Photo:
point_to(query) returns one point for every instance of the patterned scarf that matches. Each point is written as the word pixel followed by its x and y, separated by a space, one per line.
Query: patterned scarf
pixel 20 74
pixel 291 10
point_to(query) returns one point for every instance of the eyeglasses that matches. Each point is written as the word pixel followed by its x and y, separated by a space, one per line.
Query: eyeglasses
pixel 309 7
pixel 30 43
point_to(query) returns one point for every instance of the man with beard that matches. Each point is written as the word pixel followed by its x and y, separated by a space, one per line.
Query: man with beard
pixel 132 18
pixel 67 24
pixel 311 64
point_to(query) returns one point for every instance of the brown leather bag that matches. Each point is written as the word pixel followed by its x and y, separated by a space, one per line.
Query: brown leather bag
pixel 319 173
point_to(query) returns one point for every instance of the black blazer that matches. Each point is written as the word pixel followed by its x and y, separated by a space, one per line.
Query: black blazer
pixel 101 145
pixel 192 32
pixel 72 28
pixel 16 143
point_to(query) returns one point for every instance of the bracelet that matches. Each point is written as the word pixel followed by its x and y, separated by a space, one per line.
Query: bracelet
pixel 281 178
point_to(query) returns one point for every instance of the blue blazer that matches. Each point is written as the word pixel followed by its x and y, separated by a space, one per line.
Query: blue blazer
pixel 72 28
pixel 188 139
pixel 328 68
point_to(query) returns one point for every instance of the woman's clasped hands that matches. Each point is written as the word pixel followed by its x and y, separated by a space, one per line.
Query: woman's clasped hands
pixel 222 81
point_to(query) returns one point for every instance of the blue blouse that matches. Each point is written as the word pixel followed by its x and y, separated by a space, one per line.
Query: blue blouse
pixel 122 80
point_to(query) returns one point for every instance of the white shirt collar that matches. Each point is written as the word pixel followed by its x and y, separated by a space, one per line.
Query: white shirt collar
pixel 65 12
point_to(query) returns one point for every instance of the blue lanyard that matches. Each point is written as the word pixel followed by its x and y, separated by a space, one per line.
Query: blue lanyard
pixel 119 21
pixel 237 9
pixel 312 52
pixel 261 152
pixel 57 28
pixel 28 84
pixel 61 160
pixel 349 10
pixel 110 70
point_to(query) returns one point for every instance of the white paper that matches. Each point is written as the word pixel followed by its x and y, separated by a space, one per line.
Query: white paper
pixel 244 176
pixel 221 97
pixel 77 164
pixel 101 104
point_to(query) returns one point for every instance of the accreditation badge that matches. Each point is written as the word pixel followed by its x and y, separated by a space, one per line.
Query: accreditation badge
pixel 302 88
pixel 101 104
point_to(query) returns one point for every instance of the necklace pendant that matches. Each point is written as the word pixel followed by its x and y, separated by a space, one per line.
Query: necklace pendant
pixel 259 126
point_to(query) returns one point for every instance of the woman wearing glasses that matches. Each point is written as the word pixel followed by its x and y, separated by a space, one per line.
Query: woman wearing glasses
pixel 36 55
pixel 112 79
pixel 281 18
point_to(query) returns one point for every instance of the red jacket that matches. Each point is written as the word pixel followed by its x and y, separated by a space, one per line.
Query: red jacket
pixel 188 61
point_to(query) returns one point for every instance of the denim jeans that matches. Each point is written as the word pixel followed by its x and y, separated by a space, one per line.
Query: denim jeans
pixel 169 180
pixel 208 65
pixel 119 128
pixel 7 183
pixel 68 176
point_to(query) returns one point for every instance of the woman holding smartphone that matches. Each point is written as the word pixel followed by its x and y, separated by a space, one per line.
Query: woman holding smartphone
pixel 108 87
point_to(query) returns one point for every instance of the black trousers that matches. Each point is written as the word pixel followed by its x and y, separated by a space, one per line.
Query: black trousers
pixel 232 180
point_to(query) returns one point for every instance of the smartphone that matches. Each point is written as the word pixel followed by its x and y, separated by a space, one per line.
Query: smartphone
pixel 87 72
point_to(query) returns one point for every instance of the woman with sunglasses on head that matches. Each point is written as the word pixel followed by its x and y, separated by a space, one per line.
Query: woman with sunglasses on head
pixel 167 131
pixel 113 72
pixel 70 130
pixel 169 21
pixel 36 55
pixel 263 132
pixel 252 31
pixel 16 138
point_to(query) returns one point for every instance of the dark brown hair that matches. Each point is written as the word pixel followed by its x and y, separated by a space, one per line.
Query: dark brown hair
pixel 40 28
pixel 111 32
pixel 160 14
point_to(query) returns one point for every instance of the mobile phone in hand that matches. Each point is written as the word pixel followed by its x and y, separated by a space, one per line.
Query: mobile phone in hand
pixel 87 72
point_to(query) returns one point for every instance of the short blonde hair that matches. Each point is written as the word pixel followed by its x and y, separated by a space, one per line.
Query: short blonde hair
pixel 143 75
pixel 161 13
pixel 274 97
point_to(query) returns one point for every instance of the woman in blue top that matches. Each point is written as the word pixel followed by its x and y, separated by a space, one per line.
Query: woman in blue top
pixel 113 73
-- -- --
Exercise brief — Beginning at the line where "the black trousers" appears, extract each line through the end of the data above; keep them exact and include nothing else.

Finished exercise —
point_to(query) returns one point for every instance of the black trousers that matches. Each point is written as the word pixel followed by its x and y, separated by a space, one per line.
Query: black trousers
pixel 232 180
point_to(query) returns one point for every instance of the smartphone that matches. Each point is written as the word pixel followed by its x and y, separated by a space, one per line.
Query: smartphone
pixel 87 72
point_to(query) returns one point for every instance of the woman with sunglasses on head that matches. Each point is written as the word pixel followed by its x and y, separated by a space, one per line.
Query: woman with sunglasses on head
pixel 167 131
pixel 113 72
pixel 70 130
pixel 169 21
pixel 36 55
pixel 263 132
pixel 252 31
pixel 16 138
point_to(query) returns one point for every instance of the dark brown hair that matches. Each point is written as the word pixel followed by its x and y, separated by a space, one per line.
Query: dark brown hair
pixel 40 28
pixel 111 32
pixel 160 14
point_to(query) returns one point for every instance of the mobile phone in hand that matches. Each point is written as the word pixel followed by its x and y, separated by a space, one per line.
Query: mobile phone in hand
pixel 87 72
point_to(query) returns one point for every instance of the short blonde hair that matches. Each point is written as the word pixel followed by its x and y, separated by a space, one per line.
Query: short blonde hair
pixel 143 75
pixel 161 13
pixel 274 97
point_to(query) returns one point for every instance of the woman in blue top that matches. Each point is written as the word pixel followed by its x and y, separated by a space, one per line.
Query: woman in blue top
pixel 113 73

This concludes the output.